## Exercise description:
Every entry needs to be written out again exactly, with its pictures removed.

## Dataset excerpts:
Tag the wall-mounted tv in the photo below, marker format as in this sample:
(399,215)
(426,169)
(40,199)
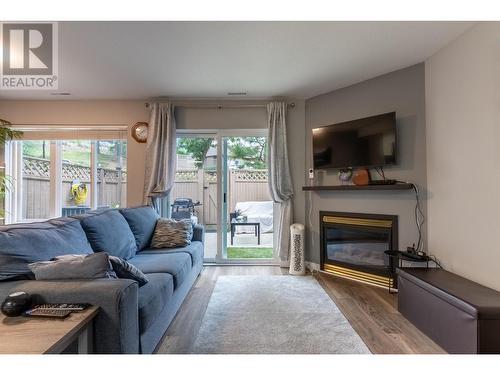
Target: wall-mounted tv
(367,142)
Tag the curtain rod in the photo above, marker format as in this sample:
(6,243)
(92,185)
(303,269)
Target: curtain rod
(220,106)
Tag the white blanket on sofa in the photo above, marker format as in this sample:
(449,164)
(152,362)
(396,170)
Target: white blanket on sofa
(256,212)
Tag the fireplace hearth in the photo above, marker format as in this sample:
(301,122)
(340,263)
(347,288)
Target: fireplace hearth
(353,245)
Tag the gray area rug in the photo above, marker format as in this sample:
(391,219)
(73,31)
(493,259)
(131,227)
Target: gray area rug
(274,314)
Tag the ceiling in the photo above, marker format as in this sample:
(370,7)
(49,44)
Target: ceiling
(139,60)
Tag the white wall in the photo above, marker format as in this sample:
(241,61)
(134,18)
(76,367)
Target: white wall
(463,154)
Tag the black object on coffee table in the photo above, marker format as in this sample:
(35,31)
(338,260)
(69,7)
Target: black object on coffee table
(256,226)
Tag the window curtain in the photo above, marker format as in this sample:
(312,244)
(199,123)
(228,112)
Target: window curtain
(160,155)
(280,180)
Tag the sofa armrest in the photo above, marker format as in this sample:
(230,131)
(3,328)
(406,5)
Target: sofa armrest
(199,233)
(116,326)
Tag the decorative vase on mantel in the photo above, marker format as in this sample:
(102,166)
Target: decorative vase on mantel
(345,175)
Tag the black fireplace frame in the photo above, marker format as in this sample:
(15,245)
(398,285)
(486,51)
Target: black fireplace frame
(394,243)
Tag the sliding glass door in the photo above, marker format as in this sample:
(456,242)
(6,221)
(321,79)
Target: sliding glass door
(194,194)
(247,212)
(221,182)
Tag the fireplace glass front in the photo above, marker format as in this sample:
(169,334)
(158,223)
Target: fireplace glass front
(360,246)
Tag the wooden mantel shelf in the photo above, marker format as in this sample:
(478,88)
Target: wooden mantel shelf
(405,186)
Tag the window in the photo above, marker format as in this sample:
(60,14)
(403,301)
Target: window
(51,178)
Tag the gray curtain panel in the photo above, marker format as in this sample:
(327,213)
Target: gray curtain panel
(280,180)
(160,154)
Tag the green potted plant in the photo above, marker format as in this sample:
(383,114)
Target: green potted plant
(6,134)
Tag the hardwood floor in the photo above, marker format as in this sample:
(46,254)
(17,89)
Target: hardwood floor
(371,311)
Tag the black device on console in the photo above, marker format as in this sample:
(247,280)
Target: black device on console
(16,303)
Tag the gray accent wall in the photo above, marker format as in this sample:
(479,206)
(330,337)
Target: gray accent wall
(463,149)
(402,91)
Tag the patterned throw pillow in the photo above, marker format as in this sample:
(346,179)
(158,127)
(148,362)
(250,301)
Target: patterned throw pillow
(172,233)
(125,270)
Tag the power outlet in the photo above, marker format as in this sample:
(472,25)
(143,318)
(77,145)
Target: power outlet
(311,174)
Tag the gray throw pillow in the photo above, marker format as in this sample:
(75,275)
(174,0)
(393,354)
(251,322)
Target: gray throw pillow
(65,267)
(125,270)
(172,233)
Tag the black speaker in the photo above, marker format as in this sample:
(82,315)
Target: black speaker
(16,303)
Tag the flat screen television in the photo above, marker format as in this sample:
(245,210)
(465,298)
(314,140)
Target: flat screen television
(363,143)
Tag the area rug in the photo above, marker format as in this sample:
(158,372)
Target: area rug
(274,315)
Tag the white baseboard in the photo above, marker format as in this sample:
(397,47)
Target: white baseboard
(311,266)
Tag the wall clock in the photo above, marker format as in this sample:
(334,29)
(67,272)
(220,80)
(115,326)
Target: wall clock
(140,132)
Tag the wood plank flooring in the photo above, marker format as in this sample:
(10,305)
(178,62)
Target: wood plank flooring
(371,311)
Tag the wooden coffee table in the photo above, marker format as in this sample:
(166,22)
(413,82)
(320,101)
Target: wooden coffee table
(23,335)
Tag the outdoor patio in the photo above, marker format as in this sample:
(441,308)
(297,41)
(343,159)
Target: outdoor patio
(246,243)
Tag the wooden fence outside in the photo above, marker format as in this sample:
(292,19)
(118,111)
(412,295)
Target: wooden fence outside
(111,186)
(244,185)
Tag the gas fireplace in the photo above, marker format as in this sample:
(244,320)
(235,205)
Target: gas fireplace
(353,246)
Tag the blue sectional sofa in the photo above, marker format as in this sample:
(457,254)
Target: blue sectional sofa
(131,319)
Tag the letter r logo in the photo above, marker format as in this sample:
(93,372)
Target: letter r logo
(27,49)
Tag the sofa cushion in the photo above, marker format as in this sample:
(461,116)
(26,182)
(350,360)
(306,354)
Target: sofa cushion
(21,244)
(153,297)
(109,231)
(194,249)
(71,266)
(172,233)
(176,264)
(142,222)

## Output for this exercise:
Tag the wall-mounted tv in the photo below, marker format as in this sample:
(399,215)
(426,169)
(40,199)
Target: wall-mounted tv
(367,142)
Tag the curtain rod in the photo above, marker format as in this sample:
(6,243)
(92,185)
(303,269)
Target: curtain rod
(220,106)
Tag the white blanket on sofa in the photo above, marker format as in this sample:
(449,164)
(152,362)
(396,170)
Target: white blanket on sofa
(256,212)
Tag the fireplace hearth in the photo above, marker format as in this sample:
(301,122)
(340,263)
(347,288)
Target: fireplace hearth
(353,245)
Tag the gray area rug in the photo above, marker format as in this sample:
(391,219)
(73,31)
(493,259)
(131,227)
Target: gray area rug
(274,314)
Tag the ceiling in the photo above, marker format as in this sample:
(370,7)
(49,44)
Target: ceiling
(139,60)
Tag the white wall in the photo above, marker format as in this sample:
(241,61)
(134,18)
(76,367)
Target: white wall
(463,154)
Tag the black object on coffee table in the photo above, marker format as in this sample:
(35,31)
(338,260)
(69,7)
Target: black object on coffee table
(256,226)
Tag the window curtain in the photo above, marker format as in this sample:
(312,244)
(199,123)
(228,112)
Target: window curtain
(160,155)
(280,180)
Tag the sofa armrest in the photo above, marker format as in this sample:
(230,131)
(3,328)
(406,5)
Target: sofa armrest
(199,233)
(116,326)
Tag the decorative vase on mantel in the photo above, marker format as in this sample:
(102,166)
Target: decorative vase on mantel
(345,175)
Tag the black fireplace frame in the photo above, marker format as in this sample:
(15,245)
(398,285)
(486,51)
Target: black fireplace frame
(394,243)
Tag the sliding glass door in the photo above, marker format as in this sample:
(456,242)
(6,221)
(321,79)
Target: sliding glass door
(194,194)
(247,212)
(221,182)
Tag the fireplace glass front in the photo above, marker format as in this sample:
(169,334)
(158,223)
Target: fireplace glass front
(360,246)
Tag the wooden mantel shelf in the photo above, marker format as in this sample:
(478,88)
Target: wooden mantel shelf
(405,186)
Tag the window in the photo above, marker format as in this sample:
(60,14)
(403,301)
Target: window
(51,178)
Tag the gray curtain panel in the photo above, marker format as in this sample:
(327,213)
Target: gray curtain panel
(280,180)
(160,154)
Tag the green potted plant in the photo above, marker format as in this sample:
(383,114)
Target: green potted plant
(6,134)
Tag the hardwood floor in the photo above, marker format as in this sample:
(46,254)
(17,89)
Target: hardwood floor
(371,311)
Tag the black device on console in the photo above, marker format as in this sample:
(247,280)
Target: black device on console
(16,303)
Tag the gray accent wall in the photo above, marker format as in this sample:
(479,206)
(330,337)
Target: gray accent wall
(463,149)
(402,91)
Tag the patterned throw pillow in the photo above, marker format as in this sample:
(346,179)
(158,127)
(148,362)
(250,301)
Target: patterned throw pillow
(172,233)
(125,270)
Tag the power outlet in the photo above, marker format as in this sample:
(472,25)
(143,318)
(77,145)
Target: power outlet
(311,174)
Tag the gray throw pillow in the photo above, marker format as in this sample:
(75,275)
(174,0)
(393,354)
(251,322)
Target: gray throw pillow
(65,267)
(125,270)
(172,233)
Tag the black speaker in the photo above, marker format as in this sample:
(82,315)
Target: black speaker
(16,303)
Tag the flat screen television in the photo above, marker format as in this sample:
(245,210)
(465,298)
(314,140)
Target: flat screen television
(363,143)
Tag the area rug in the photo above, marker format as in this sample:
(158,372)
Target: area rug
(274,315)
Tag the white baseboard in the photo above, marker format as in this sample:
(397,47)
Target: white baseboard
(311,266)
Tag the wall clock in the photo above, marker format as in this sample:
(334,29)
(67,272)
(220,80)
(115,326)
Target: wall clock
(140,132)
Tag the wood plank flooring in the photo above, marker format as in this sample:
(10,305)
(178,62)
Target: wood plank flooring
(371,311)
Tag the wooden coffee table in the photo above, marker format as in this sample:
(166,22)
(413,82)
(320,101)
Target: wooden coffee table
(23,335)
Tag the outdoor patio in the photo above, marker format as in this sample:
(441,308)
(297,41)
(343,159)
Target: outdoor patio
(246,243)
Tag the wooden fence outside in the photo above, marker format as in this sample:
(292,19)
(118,111)
(412,295)
Target: wooden fence outside
(111,186)
(244,185)
Tag the gas fireplace in the photo above, marker format as in this sample:
(244,320)
(235,205)
Target: gas fireplace
(353,246)
Tag the blue sectional sofa in the photo above, marker format as in this sample:
(457,254)
Target: blue sectional sofa
(131,319)
Tag the letter r logo in the photo above, marker format as in this sample:
(93,372)
Target: letter r logo
(27,49)
Tag the sofa cushion in the photo above, marker format as in this sample:
(461,116)
(26,182)
(350,360)
(306,354)
Target: sofa cushion
(21,244)
(153,297)
(109,231)
(194,249)
(71,266)
(172,233)
(176,264)
(142,222)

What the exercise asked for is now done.